→ Record set:
+--
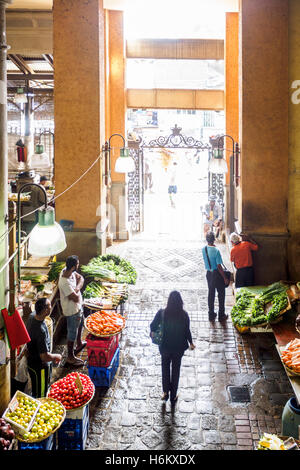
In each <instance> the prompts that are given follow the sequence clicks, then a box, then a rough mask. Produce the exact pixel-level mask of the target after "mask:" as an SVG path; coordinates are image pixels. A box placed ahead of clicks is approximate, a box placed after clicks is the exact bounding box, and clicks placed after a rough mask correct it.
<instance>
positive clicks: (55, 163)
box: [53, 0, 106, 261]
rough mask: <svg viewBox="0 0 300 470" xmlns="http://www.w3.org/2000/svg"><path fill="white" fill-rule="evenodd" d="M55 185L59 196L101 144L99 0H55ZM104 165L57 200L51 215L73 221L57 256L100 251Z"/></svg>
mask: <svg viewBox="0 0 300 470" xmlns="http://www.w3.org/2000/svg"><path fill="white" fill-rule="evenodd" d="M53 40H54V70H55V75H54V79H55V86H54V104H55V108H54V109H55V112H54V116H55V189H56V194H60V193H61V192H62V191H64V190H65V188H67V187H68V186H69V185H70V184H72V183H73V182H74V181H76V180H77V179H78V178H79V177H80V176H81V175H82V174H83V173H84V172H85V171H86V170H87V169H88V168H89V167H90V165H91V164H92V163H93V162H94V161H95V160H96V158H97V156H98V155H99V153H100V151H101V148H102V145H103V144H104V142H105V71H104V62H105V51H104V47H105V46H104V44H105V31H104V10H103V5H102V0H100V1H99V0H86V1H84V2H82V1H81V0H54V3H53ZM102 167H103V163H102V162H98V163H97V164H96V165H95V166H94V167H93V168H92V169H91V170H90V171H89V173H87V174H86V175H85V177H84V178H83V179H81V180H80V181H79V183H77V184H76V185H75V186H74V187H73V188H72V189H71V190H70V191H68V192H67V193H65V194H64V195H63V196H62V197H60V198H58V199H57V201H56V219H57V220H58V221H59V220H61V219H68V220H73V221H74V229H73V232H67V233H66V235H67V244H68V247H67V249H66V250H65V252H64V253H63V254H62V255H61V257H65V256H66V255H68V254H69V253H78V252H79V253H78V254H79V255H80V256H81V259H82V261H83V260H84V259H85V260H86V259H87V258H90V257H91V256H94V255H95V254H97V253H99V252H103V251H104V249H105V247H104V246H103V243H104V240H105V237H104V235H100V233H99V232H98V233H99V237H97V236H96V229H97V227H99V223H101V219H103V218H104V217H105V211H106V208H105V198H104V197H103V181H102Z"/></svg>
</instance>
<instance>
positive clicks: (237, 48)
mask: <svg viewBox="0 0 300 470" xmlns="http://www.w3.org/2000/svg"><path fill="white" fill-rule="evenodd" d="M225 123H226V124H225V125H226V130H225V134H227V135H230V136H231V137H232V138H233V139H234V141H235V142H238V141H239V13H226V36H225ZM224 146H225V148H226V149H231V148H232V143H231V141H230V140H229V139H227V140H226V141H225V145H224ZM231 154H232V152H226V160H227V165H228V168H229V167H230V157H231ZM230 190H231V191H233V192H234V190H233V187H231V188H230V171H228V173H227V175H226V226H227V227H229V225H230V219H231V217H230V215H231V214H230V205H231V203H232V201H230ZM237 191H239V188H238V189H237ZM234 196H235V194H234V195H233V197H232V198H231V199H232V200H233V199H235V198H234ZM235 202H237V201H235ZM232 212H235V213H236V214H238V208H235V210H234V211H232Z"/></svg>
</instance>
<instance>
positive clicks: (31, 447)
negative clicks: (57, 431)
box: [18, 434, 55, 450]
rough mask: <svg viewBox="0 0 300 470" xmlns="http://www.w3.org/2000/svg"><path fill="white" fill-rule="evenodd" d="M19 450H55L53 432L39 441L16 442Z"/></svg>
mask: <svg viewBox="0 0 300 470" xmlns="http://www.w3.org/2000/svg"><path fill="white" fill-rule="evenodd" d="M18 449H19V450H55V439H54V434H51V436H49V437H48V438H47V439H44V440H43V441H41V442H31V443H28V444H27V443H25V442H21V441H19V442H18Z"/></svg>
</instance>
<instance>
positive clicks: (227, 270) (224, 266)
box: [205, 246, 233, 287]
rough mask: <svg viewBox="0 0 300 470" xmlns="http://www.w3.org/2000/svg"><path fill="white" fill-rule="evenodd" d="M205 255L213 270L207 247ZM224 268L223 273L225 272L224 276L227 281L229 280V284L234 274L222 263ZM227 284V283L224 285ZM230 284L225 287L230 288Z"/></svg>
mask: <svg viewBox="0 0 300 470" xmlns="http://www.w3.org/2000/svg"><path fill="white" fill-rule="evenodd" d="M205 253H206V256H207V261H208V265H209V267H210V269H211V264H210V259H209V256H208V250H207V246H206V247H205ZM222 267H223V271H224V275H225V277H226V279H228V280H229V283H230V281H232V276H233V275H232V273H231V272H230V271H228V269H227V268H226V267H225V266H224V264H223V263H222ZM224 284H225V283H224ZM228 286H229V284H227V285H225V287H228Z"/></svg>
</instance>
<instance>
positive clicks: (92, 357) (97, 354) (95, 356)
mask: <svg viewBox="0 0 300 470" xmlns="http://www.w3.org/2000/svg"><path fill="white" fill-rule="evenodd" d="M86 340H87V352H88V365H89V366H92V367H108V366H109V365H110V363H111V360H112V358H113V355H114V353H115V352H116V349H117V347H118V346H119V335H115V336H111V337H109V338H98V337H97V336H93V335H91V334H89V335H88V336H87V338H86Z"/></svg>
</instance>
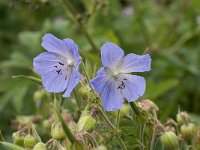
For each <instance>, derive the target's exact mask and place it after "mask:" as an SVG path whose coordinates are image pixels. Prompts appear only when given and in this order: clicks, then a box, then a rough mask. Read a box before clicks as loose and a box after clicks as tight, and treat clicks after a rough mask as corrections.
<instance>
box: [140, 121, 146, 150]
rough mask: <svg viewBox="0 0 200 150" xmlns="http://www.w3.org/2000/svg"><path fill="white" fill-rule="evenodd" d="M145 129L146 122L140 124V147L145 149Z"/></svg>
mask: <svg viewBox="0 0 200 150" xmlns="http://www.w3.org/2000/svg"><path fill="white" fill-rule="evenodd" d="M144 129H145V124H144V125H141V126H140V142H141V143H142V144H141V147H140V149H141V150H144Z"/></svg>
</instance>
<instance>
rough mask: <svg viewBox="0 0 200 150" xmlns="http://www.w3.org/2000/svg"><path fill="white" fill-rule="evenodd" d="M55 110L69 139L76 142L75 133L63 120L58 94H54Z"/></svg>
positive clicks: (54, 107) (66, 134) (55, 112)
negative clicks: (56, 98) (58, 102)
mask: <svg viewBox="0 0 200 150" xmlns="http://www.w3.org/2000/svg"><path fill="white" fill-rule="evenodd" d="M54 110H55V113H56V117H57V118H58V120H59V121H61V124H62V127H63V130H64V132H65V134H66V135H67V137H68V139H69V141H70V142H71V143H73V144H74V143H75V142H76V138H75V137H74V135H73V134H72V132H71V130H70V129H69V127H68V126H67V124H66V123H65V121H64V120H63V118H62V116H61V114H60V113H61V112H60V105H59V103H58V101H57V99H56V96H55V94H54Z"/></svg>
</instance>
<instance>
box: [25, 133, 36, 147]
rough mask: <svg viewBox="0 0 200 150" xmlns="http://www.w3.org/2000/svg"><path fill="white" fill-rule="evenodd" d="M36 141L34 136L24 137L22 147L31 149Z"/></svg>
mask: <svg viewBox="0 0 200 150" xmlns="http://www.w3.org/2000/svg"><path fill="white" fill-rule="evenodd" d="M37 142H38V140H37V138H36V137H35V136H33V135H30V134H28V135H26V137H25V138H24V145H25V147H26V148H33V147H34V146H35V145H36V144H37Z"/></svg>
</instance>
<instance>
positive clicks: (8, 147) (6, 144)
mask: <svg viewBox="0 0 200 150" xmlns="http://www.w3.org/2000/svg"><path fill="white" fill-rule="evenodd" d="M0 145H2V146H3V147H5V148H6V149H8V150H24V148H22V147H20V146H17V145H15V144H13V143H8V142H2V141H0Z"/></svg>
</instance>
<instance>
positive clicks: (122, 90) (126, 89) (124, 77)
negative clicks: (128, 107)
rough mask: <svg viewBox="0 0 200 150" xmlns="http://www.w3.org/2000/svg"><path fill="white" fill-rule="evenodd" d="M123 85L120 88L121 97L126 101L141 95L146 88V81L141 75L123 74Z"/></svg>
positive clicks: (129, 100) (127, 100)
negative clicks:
+--
→ Assignment: Checking each line of the data, count the ones containing "target", and give only that count.

→ Result for this task: 2